-------- Extract

III: Multi-GPU and distributed training

IV: Exporting a model with TensorFlow-serving

How to install a graphics card

This post introduces how to install a graphics card and related resources.

Notes: When installing or removing a graphics card, handle it only by its edges, not by its connectors or components.

Before starting with graphics card installation, check out the following two things.

Step 1: make sure your computer has the proper hardware to support your new card.

The most common problem that people run into is an inadequate power supply:

  • Either it can’t supply enough wattage,
  • or it doesn’t have enough available PCI-E power connectors.

As a rule of thumb, your power supply should be rated from double the power consumption of your graphics card. For example if you purchased a R9 290X—a video card that draws 300 watts—you should have a power supply that can provide at least 600 watts of power and has both 8-pin and 6-pin PCI-E power connectors.

To find out how much wattage your power supply pumps out, open your case and look for the standard identification sticker all power supplies have, which lists their basic info. While you’re there you can also identify how many 6-pin and 8-pin PCI-E connectors are available.

----------------
-------- Extracted entries

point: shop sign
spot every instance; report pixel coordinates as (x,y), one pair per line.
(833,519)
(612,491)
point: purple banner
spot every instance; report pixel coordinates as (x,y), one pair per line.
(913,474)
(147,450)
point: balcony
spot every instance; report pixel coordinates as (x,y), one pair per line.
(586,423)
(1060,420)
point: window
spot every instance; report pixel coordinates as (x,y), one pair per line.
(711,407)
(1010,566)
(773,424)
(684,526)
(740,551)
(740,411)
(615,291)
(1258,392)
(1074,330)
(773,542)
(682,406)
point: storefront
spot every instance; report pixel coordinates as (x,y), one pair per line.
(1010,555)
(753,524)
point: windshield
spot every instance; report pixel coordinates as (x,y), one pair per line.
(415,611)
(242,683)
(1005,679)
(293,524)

----------------

(Task requirements):
**a.** What does the graphics card text name as the most common problem people run into?
**b.** Copy word for word the part of the graphics card text from "III: Multi-GPU and" up to and including "and related resources.".
The entries play no part here.

(Complete answers):
**a.** An inadequate power supply.

**b.**
III: Multi-GPU and distributed training

IV: Exporting a model with TensorFlow-serving

How to install a graphics card

This post introduces how to install a graphics card and related resources.